● WHAT TO PRODUCE
Update the records below by changing every "pixel coordinates" to "image coordinates" and keeping everything else the same. Leave the pictures out of your answer.

━━━

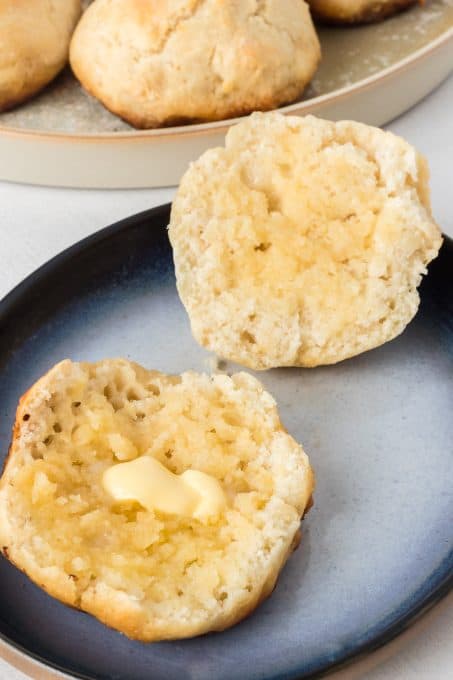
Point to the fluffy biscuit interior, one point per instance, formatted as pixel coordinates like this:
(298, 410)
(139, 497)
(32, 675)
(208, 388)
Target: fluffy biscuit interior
(302, 241)
(178, 574)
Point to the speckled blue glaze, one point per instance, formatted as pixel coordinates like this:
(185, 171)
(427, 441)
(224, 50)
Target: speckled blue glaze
(376, 547)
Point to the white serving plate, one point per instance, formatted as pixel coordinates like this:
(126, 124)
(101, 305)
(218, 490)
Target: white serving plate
(370, 73)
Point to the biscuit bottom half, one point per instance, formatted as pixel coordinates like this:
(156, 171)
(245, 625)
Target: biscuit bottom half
(150, 574)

━━━

● ANSWER TO THIS EXERCISE
Point to the fluffy biscuit interior, one point per instance, formatted as image coordinates like this:
(298, 410)
(139, 497)
(32, 675)
(208, 388)
Target: fluffy biscuit interior
(302, 241)
(178, 574)
Point to the speckled blue glaze, one point per instance, formatted as image coordinates like this:
(185, 171)
(427, 441)
(224, 50)
Target: speckled blue glaze
(376, 547)
Point to the white serving plate, one point per instance, formatted as image coordinates like this:
(126, 124)
(101, 305)
(218, 490)
Target: white serving plate
(370, 73)
Point to the biscuit bottom half, one point per instance, formatted as image coordinates like this:
(156, 171)
(245, 625)
Target: biscuit bottom half
(150, 574)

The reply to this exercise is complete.